David Barrow Dick (1930 – 2010), was an American journalist. He was an Emmy-winning correspondent for CBS News from 1966 to 1985. He became a professor of journalism at the University of Kentucky after retiring from CBS News.

Early life and education 

David Dick was born on 18 Feb 1930 in Cincinnati, Ohio. He was raised in Bourbon County, Kentucky, where he attended school, and later after graduation, he attended the University of Kentucky where he obtained his bachelor's and later master's degrees in English Literature. He served in the US Navy during the Korean War.

Career at CBS 

From 1959 to 1966, Dick worked at WHAS Radio and WHAS TV in Louisville, where he served as a writer before advancing to an on-air journalist. From 1966 to 1985 he was a correspondent with CBS News anchored by Walter Cronkite.

His assignment locations included Washington, D.C., Atlanta, Georgia, and Dallas, Texas. He also worked as Bureau Chief for CBS' Latin America Bureau in Caracas. While in Dallas, he covered Mexico, Central, and South America. 

He won an Emmy for his coverage of the attempted assassination of George Wallace during his bid for president in 1972. He covered the aftermath of the mass suicides in Guyana.

Later life and legacy 
Upon retirement, Dick became an Associate Professor of Journalism at the University of Kentucky. He also wrote a column for Kentucky Living magazine. He wrote and publish several books including "Follow the Storm" in 2002.

He died from prostate cancer on July 16, 2010, in Bourbon County, Kentucky. He is buried North Middletown Cemetery in North Middletown, Kentucky.

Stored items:
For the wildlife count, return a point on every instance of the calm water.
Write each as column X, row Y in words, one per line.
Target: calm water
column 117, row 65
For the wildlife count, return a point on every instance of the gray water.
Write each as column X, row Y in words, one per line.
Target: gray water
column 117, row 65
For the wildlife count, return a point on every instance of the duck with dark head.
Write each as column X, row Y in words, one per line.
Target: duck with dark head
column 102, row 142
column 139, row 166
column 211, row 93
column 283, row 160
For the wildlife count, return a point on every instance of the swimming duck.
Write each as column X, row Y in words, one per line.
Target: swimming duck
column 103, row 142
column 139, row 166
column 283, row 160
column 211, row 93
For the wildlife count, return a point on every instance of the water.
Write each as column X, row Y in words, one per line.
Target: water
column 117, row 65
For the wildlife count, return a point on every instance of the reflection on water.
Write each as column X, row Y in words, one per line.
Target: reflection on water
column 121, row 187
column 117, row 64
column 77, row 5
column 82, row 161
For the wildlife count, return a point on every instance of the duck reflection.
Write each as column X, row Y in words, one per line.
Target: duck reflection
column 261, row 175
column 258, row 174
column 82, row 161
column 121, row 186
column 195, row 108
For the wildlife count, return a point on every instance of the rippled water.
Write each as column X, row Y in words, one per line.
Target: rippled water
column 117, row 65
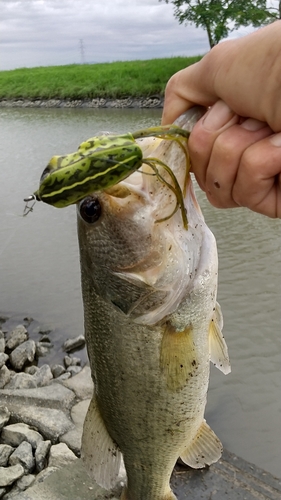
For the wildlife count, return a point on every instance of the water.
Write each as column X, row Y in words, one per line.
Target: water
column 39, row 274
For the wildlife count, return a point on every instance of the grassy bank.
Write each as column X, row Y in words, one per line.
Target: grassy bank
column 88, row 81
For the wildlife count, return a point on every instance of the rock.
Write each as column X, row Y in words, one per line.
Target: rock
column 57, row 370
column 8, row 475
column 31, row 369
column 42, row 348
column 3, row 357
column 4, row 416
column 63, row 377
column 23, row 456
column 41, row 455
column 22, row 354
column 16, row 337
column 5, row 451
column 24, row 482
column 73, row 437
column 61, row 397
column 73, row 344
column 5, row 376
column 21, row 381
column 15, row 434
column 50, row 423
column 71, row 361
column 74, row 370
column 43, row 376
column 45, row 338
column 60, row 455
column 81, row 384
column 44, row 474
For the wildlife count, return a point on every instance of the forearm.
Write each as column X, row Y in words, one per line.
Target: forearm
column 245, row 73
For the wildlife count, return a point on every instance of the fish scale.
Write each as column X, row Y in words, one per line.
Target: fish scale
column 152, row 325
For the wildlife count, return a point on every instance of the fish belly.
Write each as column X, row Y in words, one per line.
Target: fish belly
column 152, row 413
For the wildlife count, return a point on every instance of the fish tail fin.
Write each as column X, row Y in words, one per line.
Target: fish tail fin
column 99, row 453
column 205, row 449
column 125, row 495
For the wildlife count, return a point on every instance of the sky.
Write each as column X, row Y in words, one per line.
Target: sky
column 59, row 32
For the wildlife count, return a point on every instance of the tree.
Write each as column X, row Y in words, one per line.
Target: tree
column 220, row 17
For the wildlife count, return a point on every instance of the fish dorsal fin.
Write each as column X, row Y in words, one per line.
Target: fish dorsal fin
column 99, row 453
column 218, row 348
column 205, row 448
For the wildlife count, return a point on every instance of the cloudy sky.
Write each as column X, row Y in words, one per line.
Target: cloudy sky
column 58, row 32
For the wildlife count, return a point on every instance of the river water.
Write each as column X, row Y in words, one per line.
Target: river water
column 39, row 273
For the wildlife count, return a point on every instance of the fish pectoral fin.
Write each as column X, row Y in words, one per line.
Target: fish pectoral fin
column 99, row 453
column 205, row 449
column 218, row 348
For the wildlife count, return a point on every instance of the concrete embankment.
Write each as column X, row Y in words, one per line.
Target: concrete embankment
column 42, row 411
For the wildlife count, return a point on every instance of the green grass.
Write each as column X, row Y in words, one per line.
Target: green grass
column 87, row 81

--

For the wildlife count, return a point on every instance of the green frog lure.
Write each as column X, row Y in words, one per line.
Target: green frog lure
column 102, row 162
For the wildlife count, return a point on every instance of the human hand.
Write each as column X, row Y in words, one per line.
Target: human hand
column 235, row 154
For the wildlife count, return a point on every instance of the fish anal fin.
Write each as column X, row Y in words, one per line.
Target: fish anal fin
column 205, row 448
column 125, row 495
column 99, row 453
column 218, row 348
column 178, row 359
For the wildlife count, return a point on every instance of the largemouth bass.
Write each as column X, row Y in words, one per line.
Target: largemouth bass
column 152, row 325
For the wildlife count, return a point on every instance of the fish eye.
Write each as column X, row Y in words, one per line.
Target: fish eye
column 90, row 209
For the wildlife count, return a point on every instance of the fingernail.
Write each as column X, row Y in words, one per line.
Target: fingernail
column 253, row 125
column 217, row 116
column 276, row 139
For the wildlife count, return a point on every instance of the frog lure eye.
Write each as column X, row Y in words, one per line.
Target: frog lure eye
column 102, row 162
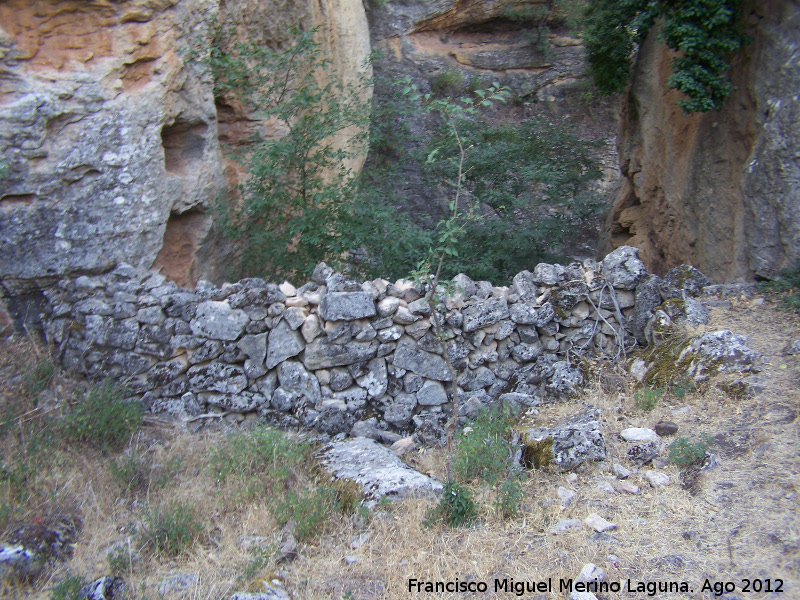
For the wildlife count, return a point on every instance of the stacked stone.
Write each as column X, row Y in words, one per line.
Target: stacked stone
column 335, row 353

INSTRUCTIONS TO FOLLOW: Rewrite the David Dick biography from "Career at CBS" up to and including "suicides in Guyana.", swapping in "reporter" wherever "correspondent" appears. These entries have no connection to the David Dick biography.

ANSWER BOX:
Career at CBS 

From 1959 to 1966, Dick worked at WHAS Radio and WHAS TV in Louisville, where he served as a writer before advancing to an on-air journalist. From 1966 to 1985 he was a reporter with CBS News anchored by Walter Cronkite.

His assignment locations included Washington, D.C., Atlanta, Georgia, and Dallas, Texas. He also worked as Bureau Chief for CBS' Latin America Bureau in Caracas. While in Dallas, he covered Mexico, Central, and South America. 

He won an Emmy for his coverage of the attempted assassination of George Wallace during his bid for president in 1972. He covered the aftermath of the mass suicides in Guyana.